INSTRUCTIONS FOR THE TASK:
Every entry needs to be repeated exactly, with nothing left out.

DATA FOR THIS EXERCISE:
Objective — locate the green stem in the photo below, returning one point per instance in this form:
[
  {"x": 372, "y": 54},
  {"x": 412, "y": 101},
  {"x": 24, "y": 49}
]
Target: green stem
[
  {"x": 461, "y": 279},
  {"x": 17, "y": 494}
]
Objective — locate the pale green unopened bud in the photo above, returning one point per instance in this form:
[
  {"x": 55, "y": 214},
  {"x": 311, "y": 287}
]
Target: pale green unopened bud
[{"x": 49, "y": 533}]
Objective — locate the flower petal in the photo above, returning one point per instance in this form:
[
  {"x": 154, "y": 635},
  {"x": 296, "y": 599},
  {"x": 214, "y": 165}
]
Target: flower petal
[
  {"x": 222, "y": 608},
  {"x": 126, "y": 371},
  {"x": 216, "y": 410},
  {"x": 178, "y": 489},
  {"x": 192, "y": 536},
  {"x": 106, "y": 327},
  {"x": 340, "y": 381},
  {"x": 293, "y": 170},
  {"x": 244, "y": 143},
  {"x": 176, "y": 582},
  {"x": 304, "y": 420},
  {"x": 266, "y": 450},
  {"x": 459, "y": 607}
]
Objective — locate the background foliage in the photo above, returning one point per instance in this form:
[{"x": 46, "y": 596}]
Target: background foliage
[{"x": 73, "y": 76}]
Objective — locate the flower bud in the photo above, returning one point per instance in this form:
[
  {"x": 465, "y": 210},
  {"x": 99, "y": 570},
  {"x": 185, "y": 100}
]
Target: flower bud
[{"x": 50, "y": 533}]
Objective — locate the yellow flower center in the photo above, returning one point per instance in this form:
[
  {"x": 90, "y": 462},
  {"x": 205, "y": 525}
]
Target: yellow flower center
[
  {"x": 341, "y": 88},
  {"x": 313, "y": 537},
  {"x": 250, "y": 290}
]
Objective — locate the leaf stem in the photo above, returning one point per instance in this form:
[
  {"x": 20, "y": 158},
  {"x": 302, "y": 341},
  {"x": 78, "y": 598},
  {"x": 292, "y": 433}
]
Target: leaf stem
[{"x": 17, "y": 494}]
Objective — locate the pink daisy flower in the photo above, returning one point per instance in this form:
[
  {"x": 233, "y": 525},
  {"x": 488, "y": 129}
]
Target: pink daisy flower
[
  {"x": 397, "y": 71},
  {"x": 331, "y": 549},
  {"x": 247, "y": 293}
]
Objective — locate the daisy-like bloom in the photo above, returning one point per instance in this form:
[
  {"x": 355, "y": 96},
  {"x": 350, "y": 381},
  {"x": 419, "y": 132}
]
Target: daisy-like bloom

RESPONSE TO THE TASK:
Objective — locate the green stem in the photo below, returning one point per instance in this form:
[
  {"x": 372, "y": 54},
  {"x": 412, "y": 101},
  {"x": 24, "y": 49}
]
Target: green stem
[
  {"x": 461, "y": 279},
  {"x": 17, "y": 494}
]
Objective — locate the pale green unopened bud in the photo above, returning one point per instance in this form:
[
  {"x": 55, "y": 214},
  {"x": 311, "y": 287}
]
Target: pale green unopened bud
[{"x": 49, "y": 533}]
Objective — locate the flower petal in the photo above, returning one point per instance in this form:
[
  {"x": 154, "y": 635},
  {"x": 296, "y": 599},
  {"x": 214, "y": 165}
]
Target: flower petal
[
  {"x": 222, "y": 608},
  {"x": 126, "y": 371},
  {"x": 216, "y": 410},
  {"x": 178, "y": 489},
  {"x": 192, "y": 536},
  {"x": 106, "y": 327},
  {"x": 340, "y": 381},
  {"x": 293, "y": 170},
  {"x": 244, "y": 143},
  {"x": 176, "y": 582},
  {"x": 304, "y": 420},
  {"x": 266, "y": 450},
  {"x": 459, "y": 607}
]
Objective — locate the background foliage in the photo above, returning one point per instance in this form:
[{"x": 46, "y": 596}]
Target: background foliage
[{"x": 73, "y": 76}]
Objective — locate the flower bud in the photo above, returning one point per instance in this form:
[
  {"x": 465, "y": 210},
  {"x": 99, "y": 570},
  {"x": 185, "y": 100}
]
Target: flower bud
[{"x": 50, "y": 533}]
Objective — locate the yellow flower center in the photo above, returning one point per instance in this form:
[
  {"x": 90, "y": 462},
  {"x": 205, "y": 525}
]
Target: yellow flower center
[
  {"x": 341, "y": 88},
  {"x": 313, "y": 537},
  {"x": 250, "y": 290}
]
Objective — locate the leaf stem in the photo above, returning one point per instance in this form:
[
  {"x": 20, "y": 158},
  {"x": 302, "y": 341},
  {"x": 78, "y": 598},
  {"x": 292, "y": 433}
]
Target: leaf stem
[{"x": 17, "y": 494}]
Objective — locate the pink daisy flower in the photo above, returning one point per instance in this form:
[
  {"x": 233, "y": 525},
  {"x": 488, "y": 129}
]
Target: pink daisy flower
[
  {"x": 397, "y": 71},
  {"x": 331, "y": 549},
  {"x": 247, "y": 293}
]
Objective — locate the daisy-like bloom in the photo above, returning one point per instance in this form:
[
  {"x": 355, "y": 96},
  {"x": 350, "y": 381},
  {"x": 419, "y": 132}
]
Target: daisy-like bloom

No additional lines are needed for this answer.